Schriftliche Aufgaben |
**1)** Gib aus dem Interviewauszug zur Elektromobilität den Abschnitt von „Es wäre in unserer“ bis „auf der E-Mobilität?“ wortgetreu wieder.
**2)** Fasse den Interviewauszug zur Elektromobilität in zwei Sätzen zusammen.
**3)** Nimm den Interviewauszug zur Elektromobilität nach seinem letzten Satz wieder auf und schreibe ihn weiter.

Dokumentauszug |
============================================================
Es wäre in unserer freien Marktwirtschaft das erste Mal, dass ein Kunde ein Produkt kauft, das teurer ist und weniger kann als das, was er hat - und bei dem überdies die Hälfte des Wertes in der Batterie steckt. Nach acht Jahren ist das Auto ja nichts mehr wert. Was mir Hoffnung macht, ist die Erfahrung: Der Kunde entscheidet. Was mich aber an dem Gerede über die glorreiche Zukunft der E-Mobilität am meisten stört, ist die Verunsicherung der Studenten. An den Hochschulen wird das Fach Verbrennungskraftmaschinen kaum mehr belegt, weil wir ja - so glaubt man derzeit - ab 2030 sowieso alle elektrisch fahren. Dabei bräuchten wir weiterhin die besten Ingenieure für die sinnvolle Weiterentwicklung der Verbrennungsmotoren, denn denen gehört - zusammen mit CO2-neutralen Kraftstoffen - weiterhin die Zukunft.

Wie erklären Sie sich das Beharren der Chinesen auf der E-Mobilität?

Das funktioniert ja dort auch nur, weil - wie früher auch in Norwegen - Elektroautos massiv von der Regierung subventioniert werden. Das kann sich aber kein Land der Welt langfristig leisten. Dann wird sich das wieder nivellieren.

Könnte es passieren, dass mit dem neuen US Präsidenten die Karten neu gemischt werden?

Der neue US-Präsident, so sagt man, ist kein Freund der Elektromobilität.
============================================================
Unbearbeitete Einträge |
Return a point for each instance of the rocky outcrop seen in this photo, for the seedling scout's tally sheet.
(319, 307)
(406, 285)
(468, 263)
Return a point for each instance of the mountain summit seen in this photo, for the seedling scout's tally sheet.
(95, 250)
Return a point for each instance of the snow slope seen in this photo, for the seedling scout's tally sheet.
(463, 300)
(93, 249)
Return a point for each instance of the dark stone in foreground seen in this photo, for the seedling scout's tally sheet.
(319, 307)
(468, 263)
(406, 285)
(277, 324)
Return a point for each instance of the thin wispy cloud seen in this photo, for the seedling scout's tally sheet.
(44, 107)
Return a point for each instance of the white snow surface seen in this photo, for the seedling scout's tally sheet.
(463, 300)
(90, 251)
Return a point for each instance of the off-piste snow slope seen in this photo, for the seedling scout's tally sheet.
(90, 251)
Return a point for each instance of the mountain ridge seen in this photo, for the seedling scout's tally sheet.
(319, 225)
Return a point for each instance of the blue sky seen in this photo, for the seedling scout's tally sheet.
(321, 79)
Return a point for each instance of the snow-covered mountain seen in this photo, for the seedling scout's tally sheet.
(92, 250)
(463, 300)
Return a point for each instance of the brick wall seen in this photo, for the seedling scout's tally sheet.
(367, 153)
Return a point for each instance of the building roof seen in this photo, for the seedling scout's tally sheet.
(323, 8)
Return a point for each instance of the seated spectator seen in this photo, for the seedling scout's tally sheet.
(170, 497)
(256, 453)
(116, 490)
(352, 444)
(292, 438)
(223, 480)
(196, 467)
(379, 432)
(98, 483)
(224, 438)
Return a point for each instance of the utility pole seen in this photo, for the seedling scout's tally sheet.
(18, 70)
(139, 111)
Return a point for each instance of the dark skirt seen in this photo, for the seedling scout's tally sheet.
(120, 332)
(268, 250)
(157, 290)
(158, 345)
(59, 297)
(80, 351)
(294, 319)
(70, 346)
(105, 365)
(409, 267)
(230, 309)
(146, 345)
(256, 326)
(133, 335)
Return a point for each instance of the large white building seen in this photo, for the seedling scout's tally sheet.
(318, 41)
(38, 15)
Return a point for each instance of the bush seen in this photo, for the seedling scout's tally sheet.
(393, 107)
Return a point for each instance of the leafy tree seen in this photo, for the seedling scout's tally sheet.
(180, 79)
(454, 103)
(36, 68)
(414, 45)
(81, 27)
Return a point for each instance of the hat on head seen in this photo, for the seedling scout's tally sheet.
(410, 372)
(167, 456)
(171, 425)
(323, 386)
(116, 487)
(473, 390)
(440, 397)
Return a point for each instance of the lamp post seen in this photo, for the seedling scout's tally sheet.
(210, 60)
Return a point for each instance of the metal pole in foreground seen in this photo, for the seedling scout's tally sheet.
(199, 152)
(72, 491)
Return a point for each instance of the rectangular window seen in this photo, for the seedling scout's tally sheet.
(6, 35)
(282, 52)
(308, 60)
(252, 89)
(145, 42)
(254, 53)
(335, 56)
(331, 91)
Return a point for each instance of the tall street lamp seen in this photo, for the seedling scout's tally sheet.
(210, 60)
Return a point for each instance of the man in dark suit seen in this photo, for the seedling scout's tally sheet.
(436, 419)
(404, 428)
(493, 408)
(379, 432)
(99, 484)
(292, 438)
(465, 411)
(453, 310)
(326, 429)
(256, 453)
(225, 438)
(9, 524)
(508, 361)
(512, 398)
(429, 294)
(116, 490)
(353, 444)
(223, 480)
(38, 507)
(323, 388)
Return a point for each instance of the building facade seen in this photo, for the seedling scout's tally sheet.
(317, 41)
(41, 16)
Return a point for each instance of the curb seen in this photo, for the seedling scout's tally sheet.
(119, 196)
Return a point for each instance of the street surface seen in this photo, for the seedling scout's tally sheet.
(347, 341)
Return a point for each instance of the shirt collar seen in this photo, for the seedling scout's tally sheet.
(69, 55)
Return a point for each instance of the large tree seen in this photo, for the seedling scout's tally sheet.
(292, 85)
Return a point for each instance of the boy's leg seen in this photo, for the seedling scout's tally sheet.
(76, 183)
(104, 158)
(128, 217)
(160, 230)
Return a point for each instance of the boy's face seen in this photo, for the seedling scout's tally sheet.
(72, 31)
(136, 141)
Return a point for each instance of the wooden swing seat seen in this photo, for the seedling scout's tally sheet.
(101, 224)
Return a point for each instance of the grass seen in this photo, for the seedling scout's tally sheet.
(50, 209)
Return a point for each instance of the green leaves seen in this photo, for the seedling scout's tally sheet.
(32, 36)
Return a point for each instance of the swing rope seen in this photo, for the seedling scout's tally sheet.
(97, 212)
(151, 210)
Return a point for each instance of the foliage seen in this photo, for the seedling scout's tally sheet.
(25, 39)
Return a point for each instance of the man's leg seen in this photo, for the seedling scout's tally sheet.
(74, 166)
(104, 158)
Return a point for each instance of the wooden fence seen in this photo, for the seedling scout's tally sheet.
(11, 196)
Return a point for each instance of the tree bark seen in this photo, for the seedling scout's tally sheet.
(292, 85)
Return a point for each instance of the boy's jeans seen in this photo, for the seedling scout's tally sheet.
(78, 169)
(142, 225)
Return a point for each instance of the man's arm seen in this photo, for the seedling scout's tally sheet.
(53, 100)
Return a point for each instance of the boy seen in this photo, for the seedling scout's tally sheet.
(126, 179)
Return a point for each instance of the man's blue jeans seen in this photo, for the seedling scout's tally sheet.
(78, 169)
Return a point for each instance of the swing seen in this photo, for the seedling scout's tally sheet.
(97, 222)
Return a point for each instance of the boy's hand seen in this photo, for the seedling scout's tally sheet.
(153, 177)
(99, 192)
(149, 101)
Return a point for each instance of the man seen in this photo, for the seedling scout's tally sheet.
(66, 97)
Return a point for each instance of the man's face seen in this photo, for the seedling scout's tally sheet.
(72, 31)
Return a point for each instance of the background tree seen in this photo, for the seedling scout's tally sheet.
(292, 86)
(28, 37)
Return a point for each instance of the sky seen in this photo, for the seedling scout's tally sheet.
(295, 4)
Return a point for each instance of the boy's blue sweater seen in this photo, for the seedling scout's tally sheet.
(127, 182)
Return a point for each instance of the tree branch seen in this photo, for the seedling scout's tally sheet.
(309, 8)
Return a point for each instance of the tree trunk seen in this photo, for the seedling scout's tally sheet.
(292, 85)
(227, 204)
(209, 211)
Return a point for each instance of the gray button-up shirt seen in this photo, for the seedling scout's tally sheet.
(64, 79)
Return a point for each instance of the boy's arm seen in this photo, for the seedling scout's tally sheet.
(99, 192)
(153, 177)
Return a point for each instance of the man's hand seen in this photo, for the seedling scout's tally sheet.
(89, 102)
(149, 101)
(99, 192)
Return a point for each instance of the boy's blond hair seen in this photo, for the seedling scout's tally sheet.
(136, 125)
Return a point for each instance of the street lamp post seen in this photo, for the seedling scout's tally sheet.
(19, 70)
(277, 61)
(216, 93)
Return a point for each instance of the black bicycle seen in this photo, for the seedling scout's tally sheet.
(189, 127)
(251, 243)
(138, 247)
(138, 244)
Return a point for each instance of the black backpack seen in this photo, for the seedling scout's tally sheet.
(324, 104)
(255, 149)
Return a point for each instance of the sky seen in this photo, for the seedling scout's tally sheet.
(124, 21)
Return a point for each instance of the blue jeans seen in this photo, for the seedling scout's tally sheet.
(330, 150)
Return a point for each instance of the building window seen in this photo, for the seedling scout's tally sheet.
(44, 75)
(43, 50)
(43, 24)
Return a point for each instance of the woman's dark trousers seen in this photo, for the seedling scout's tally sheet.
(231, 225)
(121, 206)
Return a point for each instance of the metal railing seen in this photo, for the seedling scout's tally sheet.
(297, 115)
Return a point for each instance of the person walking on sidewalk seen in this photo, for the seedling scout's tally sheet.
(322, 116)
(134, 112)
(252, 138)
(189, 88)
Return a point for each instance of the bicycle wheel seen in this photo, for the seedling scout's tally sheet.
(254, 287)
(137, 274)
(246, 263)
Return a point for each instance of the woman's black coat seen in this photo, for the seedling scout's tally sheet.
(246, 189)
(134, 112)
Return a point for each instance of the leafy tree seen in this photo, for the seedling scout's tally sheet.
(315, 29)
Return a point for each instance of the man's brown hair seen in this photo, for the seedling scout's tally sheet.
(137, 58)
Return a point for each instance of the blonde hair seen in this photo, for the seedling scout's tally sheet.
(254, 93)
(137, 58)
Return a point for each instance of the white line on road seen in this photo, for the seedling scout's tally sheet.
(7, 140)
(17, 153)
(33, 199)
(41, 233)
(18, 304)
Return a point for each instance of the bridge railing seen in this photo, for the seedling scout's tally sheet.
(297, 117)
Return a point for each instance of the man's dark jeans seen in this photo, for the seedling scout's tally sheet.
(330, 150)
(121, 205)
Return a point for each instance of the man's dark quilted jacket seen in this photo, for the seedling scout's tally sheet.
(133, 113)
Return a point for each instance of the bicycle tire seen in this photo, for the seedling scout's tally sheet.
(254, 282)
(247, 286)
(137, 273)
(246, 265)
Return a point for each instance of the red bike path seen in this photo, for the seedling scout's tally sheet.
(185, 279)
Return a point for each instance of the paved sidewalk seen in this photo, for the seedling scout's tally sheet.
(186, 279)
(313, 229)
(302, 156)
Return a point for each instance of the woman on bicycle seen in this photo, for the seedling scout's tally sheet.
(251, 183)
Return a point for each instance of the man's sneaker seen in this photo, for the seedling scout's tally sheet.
============================================================
Erwartete Antworten |
**1)**
Es wäre in unserer freien Marktwirtschaft das erste Mal, dass ein Kunde ein Produkt kauft, das teurer ist und weniger kann als das, was er hat - und bei dem überdies die Hälfte des Wertes in der Batterie steckt. Nach acht Jahren ist das Auto ja nichts mehr wert. Was mir Hoffnung macht, ist die Erfahrung: Der Kunde entscheidet. Was mich aber an dem Gerede über die glorreiche Zukunft der E-Mobilität am meisten stört, ist die Verunsicherung der Studenten. An den Hochschulen wird das Fach Verbrennungskraftmaschinen kaum mehr belegt, weil wir ja - so glaubt man derzeit - ab 2030 sowieso alle elektrisch fahren. Dabei bräuchten wir weiterhin die besten Ingenieure für die sinnvolle Weiterentwicklung der Verbrennungsmotoren, denn denen gehört - zusammen mit CO2-neutralen Kraftstoffen - weiterhin die Zukunft.

Wie erklären Sie sich das Beharren der Chinesen auf der E-Mobilität?

**2)** Im Interview gelten Elektroautos als teurer und weniger leistungsfähig als die vorhandenen Autos, wobei die Hälfte ihres Wertes in der Batterie steckt. Zudem wird bemängelt, dass Studenten das Fach Verbrennungskraftmaschinen kaum noch belegen, obwohl den Verbrennungsmotoren zusammen mit CO2-neutralen Kraftstoffen weiterhin die Zukunft gehöre, und die E-Mobilität in China funktioniere nur dank massiver staatlicher Subventionen, die sich kein Land langfristig leisten könne.

**3)**
Unabhängig davon - wie sollte Österreich mit dem Thema umgehen?

Österreich sollte nicht das kopieren, was schon in anderen Ländern wie z.B. Deutschland oder Norwegen nicht funktioniert hat. In Deutschland gibt es ja schon seit letztem Jahr eine Prämie von 4000 Euro beim Kauf eines Elektroautos. Das hat praktisch nichts bewirkt und auch in Norwegen geht der Marktanteil schon wieder zurück, nachdem die E-Autos nicht mehr auf den Busspuren fahren dürfen und die großzügigen finanziellen Förderungen zurückgefahren werden. Die Politik muss davon ausgehen, dass "Otto Normalverbraucher" nichts von dem hergeben will, was ihm sein heutiges Fahrzeug bietet.

Was sollte stattdessen passieren?

Sinnvoller wäre es, Fördergelder zum Beispiel in die Entwicklung synthetischer, CO2-neutraler Kraftstoffe zu stecken oder die Markteinführung neuer kraftstoffsparender Motorentechniken zu beschleunigen, die dann aufgrund hoher Stückzahlen einen großen Beitrag zur Reduktion des CO2 Ausstoßes leisten.

Als Zulieferant für viele Automobilfirmen sollte Österreich auch nicht das Fahrzeug an sich vergessen, das ja auch noch reichlich Potential besitzt, den Kraftstoffverbrauch und damit den CO2-Ausstoß zu reduzieren. Ich denke da vor allem an Leichtbau und Aerodynamik.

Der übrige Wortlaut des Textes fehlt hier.